--- START Entries provided ---
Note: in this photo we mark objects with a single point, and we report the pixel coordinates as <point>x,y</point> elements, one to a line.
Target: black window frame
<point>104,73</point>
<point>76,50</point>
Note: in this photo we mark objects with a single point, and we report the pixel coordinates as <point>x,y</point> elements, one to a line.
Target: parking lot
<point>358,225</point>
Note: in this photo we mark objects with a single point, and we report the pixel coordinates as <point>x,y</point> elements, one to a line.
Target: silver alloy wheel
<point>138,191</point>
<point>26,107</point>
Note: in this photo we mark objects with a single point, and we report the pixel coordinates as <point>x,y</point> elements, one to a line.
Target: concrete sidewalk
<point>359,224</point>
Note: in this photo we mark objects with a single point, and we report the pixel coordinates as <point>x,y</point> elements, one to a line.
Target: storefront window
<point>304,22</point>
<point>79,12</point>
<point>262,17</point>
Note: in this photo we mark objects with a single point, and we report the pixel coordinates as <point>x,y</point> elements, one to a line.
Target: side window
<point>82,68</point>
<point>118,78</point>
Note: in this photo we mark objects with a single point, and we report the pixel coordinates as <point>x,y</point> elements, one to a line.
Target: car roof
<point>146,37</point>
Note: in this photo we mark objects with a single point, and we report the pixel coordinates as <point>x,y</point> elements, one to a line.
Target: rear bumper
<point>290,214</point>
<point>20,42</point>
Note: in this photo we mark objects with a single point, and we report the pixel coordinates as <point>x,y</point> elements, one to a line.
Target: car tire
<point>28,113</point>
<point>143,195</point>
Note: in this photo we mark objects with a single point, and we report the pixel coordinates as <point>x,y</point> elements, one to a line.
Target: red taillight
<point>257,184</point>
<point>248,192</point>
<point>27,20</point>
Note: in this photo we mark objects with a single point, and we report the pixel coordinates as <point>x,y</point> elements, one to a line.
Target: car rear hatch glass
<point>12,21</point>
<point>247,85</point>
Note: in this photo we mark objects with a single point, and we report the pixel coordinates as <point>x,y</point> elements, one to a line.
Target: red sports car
--- END Entries provided ---
### Problem to work on
Would you give the material above again, complete and exact?

### Completed task
Note: in this photo we mark objects with a single point, and we report the pixel coordinates as <point>x,y</point> elements, one to a line.
Target: black window frame
<point>104,73</point>
<point>76,50</point>
Note: in this photo we mark objects with a single point, and we report the pixel coordinates as <point>x,y</point> elements, one to a line.
Target: parking lot
<point>358,225</point>
Note: in this photo we mark objects with a single point, and we report the pixel coordinates as <point>x,y</point> elements, one to a line.
Target: silver alloy wheel
<point>138,191</point>
<point>26,107</point>
Note: in this photo we mark objects with a single point, and we report the pixel coordinates as <point>x,y</point> elements, one to a line.
Target: concrete sidewalk
<point>359,224</point>
Note: in this photo we mark objects with a single point, and we report the pixel coordinates as <point>x,y</point> elements, one to a line.
Target: storefront window
<point>304,22</point>
<point>79,12</point>
<point>262,17</point>
Note: in this photo we mark objects with a single point, and we report the pixel coordinates as <point>x,y</point> elements, one to a line.
Target: side window
<point>82,68</point>
<point>118,78</point>
Note: in this photo we mark objects with a single point, and we report the pixel coordinates as <point>x,y</point> elements, one to a line.
Target: car roof
<point>146,37</point>
Note: in this photo we mark objects with a single point, and we report the pixel coordinates as <point>x,y</point> elements, one to a line.
Target: rear bumper
<point>290,214</point>
<point>20,42</point>
Note: in this photo we mark objects with a single point, and we report the pixel coordinates as <point>x,y</point> elements, one to a line.
Target: car tire
<point>28,113</point>
<point>143,195</point>
Note: in this photo we mark objects with a single point, and we report the pixel coordinates as <point>x,y</point> elements, one to a line.
Target: red taillight
<point>257,184</point>
<point>248,192</point>
<point>27,20</point>
Note: in this photo we mark objects with a single point, and we report the pixel coordinates as <point>x,y</point> elements, one to a line.
Target: car rear hatch glass
<point>12,21</point>
<point>247,85</point>
Note: in this photo we mark objects with a single point, and we report the pixel coordinates as <point>x,y</point> elements, one to a line.
Target: red sports car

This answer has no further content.